**Instruction:**
Convert the lines below into a Markdown table with the columns Row and Line text. Number each row and leave out blank lines.

**Data for this exercise:**
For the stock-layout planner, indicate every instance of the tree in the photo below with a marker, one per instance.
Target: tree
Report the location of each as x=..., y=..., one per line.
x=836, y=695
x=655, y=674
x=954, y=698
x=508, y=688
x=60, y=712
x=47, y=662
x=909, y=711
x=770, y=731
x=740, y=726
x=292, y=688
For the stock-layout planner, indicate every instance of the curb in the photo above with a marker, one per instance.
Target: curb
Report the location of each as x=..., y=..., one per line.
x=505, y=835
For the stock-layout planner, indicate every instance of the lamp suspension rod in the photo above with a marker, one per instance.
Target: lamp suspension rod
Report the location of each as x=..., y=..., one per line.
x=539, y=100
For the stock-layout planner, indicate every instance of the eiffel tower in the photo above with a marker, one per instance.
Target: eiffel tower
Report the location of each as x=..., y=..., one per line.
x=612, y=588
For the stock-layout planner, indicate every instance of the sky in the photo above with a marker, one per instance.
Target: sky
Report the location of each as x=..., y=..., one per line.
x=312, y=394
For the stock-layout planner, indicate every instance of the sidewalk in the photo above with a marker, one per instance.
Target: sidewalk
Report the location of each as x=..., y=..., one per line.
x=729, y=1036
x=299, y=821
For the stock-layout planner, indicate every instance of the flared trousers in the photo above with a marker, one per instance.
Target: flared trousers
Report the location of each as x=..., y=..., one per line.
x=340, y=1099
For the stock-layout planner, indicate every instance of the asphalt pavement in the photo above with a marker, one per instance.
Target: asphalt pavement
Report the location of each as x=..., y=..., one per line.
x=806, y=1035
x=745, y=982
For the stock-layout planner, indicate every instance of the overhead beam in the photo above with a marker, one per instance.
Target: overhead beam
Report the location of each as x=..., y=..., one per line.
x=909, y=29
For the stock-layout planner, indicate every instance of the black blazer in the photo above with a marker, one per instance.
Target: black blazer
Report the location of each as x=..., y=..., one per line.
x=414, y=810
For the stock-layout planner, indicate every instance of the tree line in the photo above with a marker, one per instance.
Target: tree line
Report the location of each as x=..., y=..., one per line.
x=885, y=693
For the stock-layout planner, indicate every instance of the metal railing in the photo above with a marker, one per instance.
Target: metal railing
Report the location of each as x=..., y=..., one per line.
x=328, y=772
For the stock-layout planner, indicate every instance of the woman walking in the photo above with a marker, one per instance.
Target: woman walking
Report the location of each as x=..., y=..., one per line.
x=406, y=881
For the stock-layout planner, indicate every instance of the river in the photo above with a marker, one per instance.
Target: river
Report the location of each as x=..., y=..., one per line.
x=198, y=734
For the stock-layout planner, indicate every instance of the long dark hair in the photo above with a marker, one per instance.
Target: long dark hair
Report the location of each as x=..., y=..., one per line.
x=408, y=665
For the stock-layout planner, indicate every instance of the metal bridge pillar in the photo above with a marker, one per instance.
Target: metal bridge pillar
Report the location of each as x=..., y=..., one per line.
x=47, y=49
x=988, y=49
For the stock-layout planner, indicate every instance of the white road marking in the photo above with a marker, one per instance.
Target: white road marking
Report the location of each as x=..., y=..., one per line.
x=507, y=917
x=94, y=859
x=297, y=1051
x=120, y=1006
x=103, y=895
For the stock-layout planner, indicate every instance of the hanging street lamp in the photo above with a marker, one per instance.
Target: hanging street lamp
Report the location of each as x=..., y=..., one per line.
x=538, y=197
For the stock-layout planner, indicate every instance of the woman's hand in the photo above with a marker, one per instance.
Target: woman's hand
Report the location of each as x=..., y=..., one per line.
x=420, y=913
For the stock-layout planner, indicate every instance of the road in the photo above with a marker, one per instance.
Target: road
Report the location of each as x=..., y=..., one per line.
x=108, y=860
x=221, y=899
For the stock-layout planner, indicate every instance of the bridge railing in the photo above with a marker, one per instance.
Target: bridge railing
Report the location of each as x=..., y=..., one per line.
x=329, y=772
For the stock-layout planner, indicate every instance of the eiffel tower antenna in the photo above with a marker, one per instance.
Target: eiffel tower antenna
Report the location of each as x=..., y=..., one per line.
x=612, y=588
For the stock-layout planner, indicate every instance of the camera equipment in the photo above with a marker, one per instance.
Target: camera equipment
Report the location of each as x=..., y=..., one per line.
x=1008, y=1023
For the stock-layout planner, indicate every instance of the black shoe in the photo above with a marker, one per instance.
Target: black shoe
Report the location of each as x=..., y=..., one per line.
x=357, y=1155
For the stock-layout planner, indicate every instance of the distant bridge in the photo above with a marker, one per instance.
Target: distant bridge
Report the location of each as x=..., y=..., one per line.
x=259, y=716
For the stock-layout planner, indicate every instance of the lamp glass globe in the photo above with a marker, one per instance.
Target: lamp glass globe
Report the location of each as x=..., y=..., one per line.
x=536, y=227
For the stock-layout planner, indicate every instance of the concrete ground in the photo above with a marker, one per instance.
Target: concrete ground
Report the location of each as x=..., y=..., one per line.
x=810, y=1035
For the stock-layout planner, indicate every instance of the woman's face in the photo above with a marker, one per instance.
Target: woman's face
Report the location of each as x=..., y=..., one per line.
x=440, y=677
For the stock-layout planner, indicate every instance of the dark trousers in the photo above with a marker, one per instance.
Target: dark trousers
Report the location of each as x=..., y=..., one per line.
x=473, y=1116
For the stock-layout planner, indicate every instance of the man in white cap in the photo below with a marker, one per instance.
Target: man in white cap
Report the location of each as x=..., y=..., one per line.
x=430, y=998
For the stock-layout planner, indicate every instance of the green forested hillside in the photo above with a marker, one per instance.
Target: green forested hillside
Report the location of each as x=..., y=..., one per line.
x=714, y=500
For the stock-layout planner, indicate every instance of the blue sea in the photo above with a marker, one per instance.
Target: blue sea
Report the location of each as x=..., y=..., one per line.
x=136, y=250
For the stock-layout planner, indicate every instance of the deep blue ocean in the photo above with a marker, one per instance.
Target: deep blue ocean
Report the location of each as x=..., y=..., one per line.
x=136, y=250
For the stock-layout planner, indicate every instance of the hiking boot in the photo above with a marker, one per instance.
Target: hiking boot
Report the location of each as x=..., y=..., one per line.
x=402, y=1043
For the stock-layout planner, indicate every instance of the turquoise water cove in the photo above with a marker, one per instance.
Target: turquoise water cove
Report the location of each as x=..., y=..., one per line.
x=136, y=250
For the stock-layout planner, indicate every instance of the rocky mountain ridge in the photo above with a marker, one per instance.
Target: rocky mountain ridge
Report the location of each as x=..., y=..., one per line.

**Exercise output:**
| Row | Line text |
|---|---|
| 1 | For the stock-layout planner, indicate every instance of the tree in the photo below with a marker, one per instance. |
| 2 | Target: tree |
| 3 | Report the location of each as x=..., y=..., one per line. |
| 4 | x=836, y=695 |
| 5 | x=655, y=674 |
| 6 | x=954, y=698 |
| 7 | x=508, y=688 |
| 8 | x=60, y=712 |
| 9 | x=47, y=662 |
| 10 | x=909, y=711 |
| 11 | x=770, y=731 |
| 12 | x=740, y=726 |
| 13 | x=292, y=688 |
| 14 | For the stock-layout planner, indicate every instance of the curb in the photo above with a marker, one per instance. |
| 15 | Target: curb |
| 16 | Report the location of each as x=..., y=..., one per line. |
| 17 | x=505, y=835 |
| 18 | For the stock-layout planner, indicate every instance of the lamp suspension rod in the photo above with a marker, one per instance. |
| 19 | Target: lamp suspension rod |
| 20 | Report the location of each as x=..., y=..., one per line. |
| 21 | x=539, y=100 |
| 22 | For the stock-layout planner, indicate every instance of the eiffel tower in the photo above with a marker, one per instance. |
| 23 | Target: eiffel tower |
| 24 | Report the location of each as x=..., y=..., one per line. |
| 25 | x=612, y=588 |
| 26 | For the stock-layout planner, indicate every instance of the sky in the photo above with a marker, one per instance. |
| 27 | Target: sky |
| 28 | Report the location of each as x=..., y=..., one per line. |
| 29 | x=312, y=394 |
| 30 | For the stock-layout planner, indicate every instance of the sidewalk in the photo above with a marker, one per instance. |
| 31 | Target: sidewalk |
| 32 | Report the location of each as x=..., y=..., one per line. |
| 33 | x=729, y=1036 |
| 34 | x=299, y=821 |
| 35 | For the stock-layout planner, indicate every instance of the flared trousers in the photo above with a marker, one per instance. |
| 36 | Target: flared trousers |
| 37 | Report the location of each as x=..., y=..., one per line. |
| 38 | x=340, y=1099 |
| 39 | For the stock-layout planner, indicate every instance of the asphalt pavement in the photo above with a marker, one per instance. |
| 40 | Target: asphalt pavement |
| 41 | Report the location of each as x=..., y=..., one per line. |
| 42 | x=806, y=1035 |
| 43 | x=745, y=982 |
| 44 | For the stock-layout planner, indicate every instance of the overhead beam in the photo above with a marker, one per instance. |
| 45 | Target: overhead beam |
| 46 | Report the location of each as x=..., y=..., one per line. |
| 47 | x=909, y=29 |
| 48 | For the stock-layout planner, indicate every instance of the black blazer in the photo above with a marker, one per instance. |
| 49 | Target: black blazer |
| 50 | Report the location of each as x=..., y=..., one per line. |
| 51 | x=414, y=810 |
| 52 | For the stock-layout planner, indicate every instance of the tree line in the photo above with a marker, one per instance. |
| 53 | Target: tree line |
| 54 | Report the location of each as x=..., y=..., one per line. |
| 55 | x=885, y=693 |
| 56 | For the stock-layout planner, indicate every instance of the metal railing in the photo above with a marker, one per instance. |
| 57 | Target: metal railing |
| 58 | Report the location of each as x=..., y=..., one per line. |
| 59 | x=328, y=772 |
| 60 | For the stock-layout planner, indicate every instance of the woman walking in the photo above with a marker, one per instance. |
| 61 | Target: woman walking |
| 62 | Report the location of each as x=..., y=..., one per line. |
| 63 | x=406, y=881 |
| 64 | For the stock-layout planner, indicate every instance of the river in the photo above with a marker, one per instance. |
| 65 | Target: river |
| 66 | Report the location of each as x=..., y=..., one per line. |
| 67 | x=198, y=734 |
| 68 | For the stock-layout planner, indicate every instance of the long dark hair in the photo above with a marker, one per instance. |
| 69 | Target: long dark hair |
| 70 | Report the location of each as x=..., y=..., one per line. |
| 71 | x=408, y=665 |
| 72 | For the stock-layout planner, indicate every instance of the metal bridge pillar in the photo above with a marker, one per instance. |
| 73 | Target: metal bridge pillar |
| 74 | Report the location of each as x=..., y=..., one per line. |
| 75 | x=47, y=49 |
| 76 | x=988, y=49 |
| 77 | For the stock-layout planner, indicate every instance of the white road marking in the photo above with a marker, one per instance. |
| 78 | Target: white road marking |
| 79 | Report the location of each as x=..., y=..., one per line. |
| 80 | x=507, y=917 |
| 81 | x=94, y=859 |
| 82 | x=297, y=1051 |
| 83 | x=120, y=1006 |
| 84 | x=103, y=895 |
| 85 | For the stock-layout planner, indicate every instance of the hanging street lamp in the photo above with a marker, one per instance. |
| 86 | Target: hanging street lamp |
| 87 | Report the location of each as x=..., y=..., one per line. |
| 88 | x=538, y=197 |
| 89 | For the stock-layout planner, indicate every instance of the woman's hand in the photo above with a marker, one per instance. |
| 90 | Target: woman's hand |
| 91 | Report the location of each as x=..., y=..., one per line. |
| 92 | x=420, y=913 |
| 93 | For the stock-layout planner, indicate every instance of the road in the photo above with a marker, one per instance. |
| 94 | Target: road |
| 95 | Report the location of each as x=..., y=..., one per line. |
| 96 | x=108, y=860 |
| 97 | x=221, y=899 |
| 98 | For the stock-layout planner, indicate every instance of the bridge railing in the photo above with a marker, one per instance. |
| 99 | Target: bridge railing |
| 100 | Report the location of each as x=..., y=..., one per line. |
| 101 | x=329, y=772 |
| 102 | For the stock-layout planner, indicate every instance of the eiffel tower antenna in the photo above with a marker, one per instance. |
| 103 | Target: eiffel tower antenna |
| 104 | Report the location of each as x=..., y=..., one per line. |
| 105 | x=612, y=588 |
| 106 | For the stock-layout planner, indicate every instance of the camera equipment in the photo above with a marker, one per instance. |
| 107 | Target: camera equipment |
| 108 | Report the location of each as x=..., y=..., one per line. |
| 109 | x=1008, y=1023 |
| 110 | For the stock-layout planner, indicate every instance of the black shoe in the photo above with a marker, one per instance. |
| 111 | Target: black shoe |
| 112 | Report the location of each as x=..., y=..., one per line. |
| 113 | x=357, y=1155 |
| 114 | For the stock-layout planner, indicate every instance of the distant bridge in the photo above with a marker, one per instance. |
| 115 | Target: distant bridge |
| 116 | Report the location of each as x=..., y=..., one per line. |
| 117 | x=259, y=716 |
| 118 | For the stock-layout planner, indicate every instance of the lamp glass globe in the photo above with a marker, one per instance. |
| 119 | Target: lamp glass globe |
| 120 | Report the location of each as x=..., y=..., one per line. |
| 121 | x=536, y=227 |
| 122 | For the stock-layout planner, indicate every instance of the concrete ground in the photo above with a marker, one per instance. |
| 123 | Target: concrete ground |
| 124 | Report the location of each as x=..., y=..., one per line. |
| 125 | x=810, y=1035 |
| 126 | For the stock-layout planner, indicate every instance of the woman's face in the photo above with a marker, one per instance. |
| 127 | Target: woman's face |
| 128 | Report the location of each as x=..., y=..., one per line. |
| 129 | x=440, y=677 |
| 130 | For the stock-layout planner, indicate every instance of the dark trousers in the photo above with a marker, one per instance. |
| 131 | Target: dark trousers |
| 132 | Report the location of each as x=..., y=..., one per line. |
| 133 | x=473, y=1116 |
| 134 | For the stock-layout planner, indicate every instance of the man in white cap in the photo below with a marker, one per instance. |
| 135 | Target: man in white cap |
| 136 | Report the location of each as x=..., y=..., one per line. |
| 137 | x=430, y=998 |
| 138 | For the stock-layout planner, indicate every instance of the green forested hillside in the photo above with a marker, one per instance. |
| 139 | Target: green forested hillside |
| 140 | Report the location of each as x=..., y=..., one per line. |
| 141 | x=714, y=500 |
| 142 | For the stock-layout planner, indicate every instance of the blue sea in the photo above with a marker, one per instance. |
| 143 | Target: blue sea |
| 144 | Report the location of each as x=..., y=..., one per line. |
| 145 | x=136, y=250 |
| 146 | For the stock-layout planner, indicate every instance of the deep blue ocean in the photo above with a marker, one per instance. |
| 147 | Target: deep blue ocean |
| 148 | Report the location of each as x=..., y=..., one per line. |
| 149 | x=136, y=250 |
| 150 | For the stock-layout planner, indicate every instance of the hiking boot in the photo above with a marker, one per instance. |
| 151 | Target: hiking boot |
| 152 | Report the location of each as x=..., y=..., one per line. |
| 153 | x=402, y=1043 |
| 154 | For the stock-layout planner, indicate every instance of the turquoise water cove in the photo above with a marker, one per instance. |
| 155 | Target: turquoise water cove |
| 156 | Report the location of each as x=..., y=..., one per line. |
| 157 | x=136, y=250 |
| 158 | For the stock-layout planner, indicate every instance of the rocky mountain ridge in the photo above with a marker, one per instance. |
| 159 | Target: rocky mountain ridge |
| 160 | Report the location of each as x=..., y=..., one per line. |